■ Brano di testo ■
● ● ● ● ● ● ●
Amato non è certo l'unico a muoversi in un territorio di confine. Anzi, si potrebbe dire che da quando esiste il verso libero - cioè da quando non c'è più la necessità di rispettare precise regole formali affinché il lettore ascriva senza tentennamenti un testo al dominio della poesia - gran parte di essa abita un territorio di confine. Ma Amato ci abita a modo suo, perché lui, oltretutto, fa un uso molto attento della metrica, della scansione del verso, degli accenti. Eppure tende inequivocabilmente verso la prosa, nel senso - forse - che indicava, diversi anni fa, Giorgio Manacorda, sia pure non parlando di Amato, allora ancora inedito (non so se, in seguito, Manacorda lo abbia mai letto):
Ci interessa...una poesia che "vada verso la prosa", nel senso che non punti solo a enunciare sconnessi picchi di più o meno luminose metaforicità o a dimostrare l'impronunciabilità del mondo, ma vada verso il mondo, ne sia una delle espressioni più significative: parli della vita e del soggetto che la vive e quindi la esprima a partire dalle proprie esperienze, non disincarnandosi in astratte "correlazioni oggettive", siano esse mistiche o linguistiche. Non ne possiamo più del Nulla e dei suoi sacerdoti: sul finire del secolo bisogna ripensare la poesia e la sua storia...L'importante non è che la poesia sia narrativa, ma che, dentro, ci sia la prosa della vita o, se volete, addirittura, la prosa della poesia. L'importante è che la poesia non voglia essere solo poesia. L'importante è che ci sia l'onesta volontà a essere qualcos'altro che poesia, come ebbe a scrivere Pier Paolo Pasolini3
Manacorda descriveva un territorio, indicava un sentire comune a poeti molto diversi tra loro ma che alla fine potevano essere ricondotti ad una stessa tradizione, essendo tutti eredi della latinità, di Orazio in particolare: "Guido Gozzano, Umberto Saba, Bertolt Brecht, Sandro Penna, Wystan H. Auden, Pier Paolo Pasolini, l'ultimo Montale, il primo Pagliarani e, per calare di generazione, Patrizia Cavalli e Renzo Paris."4 A questa pattuglia di poeti in cammino verso la prosa potremmo aggiungere Amato, ultimo solo in ordine di apparizione. E sottolineerei, comunque, che la sua è una poesia effettivamente narrativa, cioè che contiene in sé elementi di racconto, e al tempo stesso fortemente concentrata, semanticamente densa. Per cui, come dicevo all'inizio, davvero non ho dubbi che la poesia, in generale, sia questa. Ma i dubbi mi vengono immediatamente dopo, se passo ai versi di qualche autore vivente acclamato, riconosciuto come poeta. C'è qualcosa di radicalmente diverso in Amato, qualcosa che stride con ciò che siamo abituati a considerare poesia, da farmi oscillare di continuo tra due pensieri opposti: quello di aver capito tutto e quello di non aver capito niente. La verità sta nel mezzo? Non credo. La verità sta nel fatto che la "scrittura" di Amato (abolisco provvisoriamente la definizione di genere) è fatta di contraddizioni, ne è intessuta, imbevuta fino al midollo. E' contraddizione in forma di parola. Forse per questo anch'io oscillo nel parlarne. I due poli opposti convivono senza potersi eliminare: prosa e poesia, narrazione e lirismo, chiarezza quotidiana e densità notturna della parola.
● ● ● ● ● ● ●
■ Materiale fornito ■
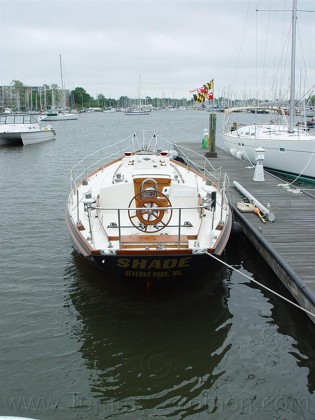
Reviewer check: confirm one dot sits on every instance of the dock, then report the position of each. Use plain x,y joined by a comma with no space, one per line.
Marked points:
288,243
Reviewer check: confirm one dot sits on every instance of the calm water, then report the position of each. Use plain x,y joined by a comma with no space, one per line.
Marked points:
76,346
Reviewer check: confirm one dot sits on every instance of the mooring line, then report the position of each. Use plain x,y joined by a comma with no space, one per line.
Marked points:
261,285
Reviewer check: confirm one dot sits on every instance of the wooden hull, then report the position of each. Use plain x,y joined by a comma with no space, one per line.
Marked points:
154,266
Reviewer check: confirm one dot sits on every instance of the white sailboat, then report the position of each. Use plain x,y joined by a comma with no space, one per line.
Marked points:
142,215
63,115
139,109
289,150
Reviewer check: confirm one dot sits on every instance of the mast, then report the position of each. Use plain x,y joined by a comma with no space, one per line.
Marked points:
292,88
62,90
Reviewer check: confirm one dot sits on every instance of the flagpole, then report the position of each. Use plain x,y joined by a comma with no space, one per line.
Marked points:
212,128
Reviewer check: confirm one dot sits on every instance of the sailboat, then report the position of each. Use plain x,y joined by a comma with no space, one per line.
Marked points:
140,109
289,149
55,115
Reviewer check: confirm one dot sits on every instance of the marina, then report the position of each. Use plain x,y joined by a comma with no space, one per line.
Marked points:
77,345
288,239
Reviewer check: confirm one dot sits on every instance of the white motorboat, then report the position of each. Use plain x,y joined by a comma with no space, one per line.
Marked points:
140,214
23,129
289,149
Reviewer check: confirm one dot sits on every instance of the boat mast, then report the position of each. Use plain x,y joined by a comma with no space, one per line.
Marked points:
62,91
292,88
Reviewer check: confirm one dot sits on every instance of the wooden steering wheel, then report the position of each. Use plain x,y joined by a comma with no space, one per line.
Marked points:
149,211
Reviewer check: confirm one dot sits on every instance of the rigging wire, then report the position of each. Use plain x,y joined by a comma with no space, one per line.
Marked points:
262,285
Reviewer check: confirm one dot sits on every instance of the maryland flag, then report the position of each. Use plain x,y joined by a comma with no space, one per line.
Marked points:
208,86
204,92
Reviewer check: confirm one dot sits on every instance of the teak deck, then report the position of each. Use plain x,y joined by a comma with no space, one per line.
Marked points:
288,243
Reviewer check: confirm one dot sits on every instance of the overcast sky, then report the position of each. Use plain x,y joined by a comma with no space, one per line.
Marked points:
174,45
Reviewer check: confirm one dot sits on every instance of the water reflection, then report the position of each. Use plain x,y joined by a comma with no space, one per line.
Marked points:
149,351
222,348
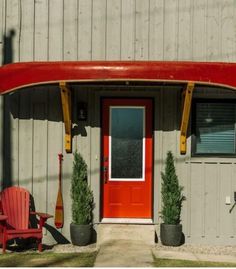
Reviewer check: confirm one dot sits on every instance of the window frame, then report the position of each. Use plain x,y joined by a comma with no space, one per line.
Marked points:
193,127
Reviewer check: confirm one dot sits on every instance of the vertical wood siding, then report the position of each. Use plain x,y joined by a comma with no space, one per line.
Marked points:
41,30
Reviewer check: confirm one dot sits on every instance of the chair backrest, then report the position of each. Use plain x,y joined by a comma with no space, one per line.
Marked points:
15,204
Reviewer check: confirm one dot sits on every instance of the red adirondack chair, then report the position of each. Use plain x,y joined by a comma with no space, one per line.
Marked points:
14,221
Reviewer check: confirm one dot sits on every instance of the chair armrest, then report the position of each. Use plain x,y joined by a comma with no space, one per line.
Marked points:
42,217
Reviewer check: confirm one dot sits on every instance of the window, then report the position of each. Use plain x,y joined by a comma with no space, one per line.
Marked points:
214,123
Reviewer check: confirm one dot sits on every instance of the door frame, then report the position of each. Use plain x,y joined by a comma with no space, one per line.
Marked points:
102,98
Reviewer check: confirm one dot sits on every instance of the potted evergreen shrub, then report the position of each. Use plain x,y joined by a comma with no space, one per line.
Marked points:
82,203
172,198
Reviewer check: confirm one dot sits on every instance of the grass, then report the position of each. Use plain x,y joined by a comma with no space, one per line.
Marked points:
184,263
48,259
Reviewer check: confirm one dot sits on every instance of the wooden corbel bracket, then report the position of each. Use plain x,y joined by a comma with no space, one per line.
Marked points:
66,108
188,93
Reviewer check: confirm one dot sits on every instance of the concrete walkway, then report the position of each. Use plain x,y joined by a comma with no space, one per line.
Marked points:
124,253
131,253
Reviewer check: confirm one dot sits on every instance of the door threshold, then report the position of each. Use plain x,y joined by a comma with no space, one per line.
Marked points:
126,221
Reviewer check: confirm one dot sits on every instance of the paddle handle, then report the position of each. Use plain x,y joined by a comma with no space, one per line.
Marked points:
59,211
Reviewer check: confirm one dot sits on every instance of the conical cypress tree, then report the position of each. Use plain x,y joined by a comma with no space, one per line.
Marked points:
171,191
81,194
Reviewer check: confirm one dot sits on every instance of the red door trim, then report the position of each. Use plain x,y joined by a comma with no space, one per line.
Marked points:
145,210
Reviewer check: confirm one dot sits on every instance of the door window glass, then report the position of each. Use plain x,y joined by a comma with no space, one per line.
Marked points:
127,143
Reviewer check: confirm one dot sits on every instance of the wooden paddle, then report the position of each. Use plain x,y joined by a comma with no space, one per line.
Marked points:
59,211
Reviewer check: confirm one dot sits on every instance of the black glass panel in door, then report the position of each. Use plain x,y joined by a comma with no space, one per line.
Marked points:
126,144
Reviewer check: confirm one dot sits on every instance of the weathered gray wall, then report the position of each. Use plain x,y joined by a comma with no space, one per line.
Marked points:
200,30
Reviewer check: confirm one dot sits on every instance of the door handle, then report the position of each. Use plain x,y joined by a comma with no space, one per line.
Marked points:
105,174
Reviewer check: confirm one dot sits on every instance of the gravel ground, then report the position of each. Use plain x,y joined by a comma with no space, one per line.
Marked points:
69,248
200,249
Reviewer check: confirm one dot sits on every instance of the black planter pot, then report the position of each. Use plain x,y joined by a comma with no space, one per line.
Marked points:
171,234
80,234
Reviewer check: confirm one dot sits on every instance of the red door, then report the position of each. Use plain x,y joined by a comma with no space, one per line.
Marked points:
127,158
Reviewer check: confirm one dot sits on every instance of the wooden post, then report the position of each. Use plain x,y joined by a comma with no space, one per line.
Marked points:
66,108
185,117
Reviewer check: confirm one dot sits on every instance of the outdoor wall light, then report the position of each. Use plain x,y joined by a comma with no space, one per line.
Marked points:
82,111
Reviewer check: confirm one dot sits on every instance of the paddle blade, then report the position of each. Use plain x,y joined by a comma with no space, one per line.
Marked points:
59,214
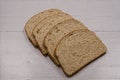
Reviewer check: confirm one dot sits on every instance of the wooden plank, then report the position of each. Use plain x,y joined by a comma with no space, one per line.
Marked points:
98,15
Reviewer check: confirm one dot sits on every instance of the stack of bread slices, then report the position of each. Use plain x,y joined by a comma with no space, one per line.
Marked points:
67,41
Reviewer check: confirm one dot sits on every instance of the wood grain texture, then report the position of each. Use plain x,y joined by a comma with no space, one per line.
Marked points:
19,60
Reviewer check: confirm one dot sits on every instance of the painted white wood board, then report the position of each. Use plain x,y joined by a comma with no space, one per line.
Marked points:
● ● ● ● ● ● ●
■ Obiettivo dell'esercizio ■
Rispondi alle domande sul brano sulla poesia di Amato.
1. Da quando, secondo il brano, gran parte della poesia abita un territorio di confine?
2. Di quale poeta latino sarebbero eredi in particolare i poeti elencati da Manacorda?
3. Tra quali due pensieri opposti oscilla di continuo chi scrive leggendo Amato?

■ Soluzione dell'esercizio ■
1. Da quando esiste il verso libero, cioè da quando non c'è più la necessità di rispettare precise regole formali perché il lettore ascriva un testo al dominio della poesia.
2. Di Orazio.
3. Tra il pensiero di aver capito tutto e quello di non aver capito niente.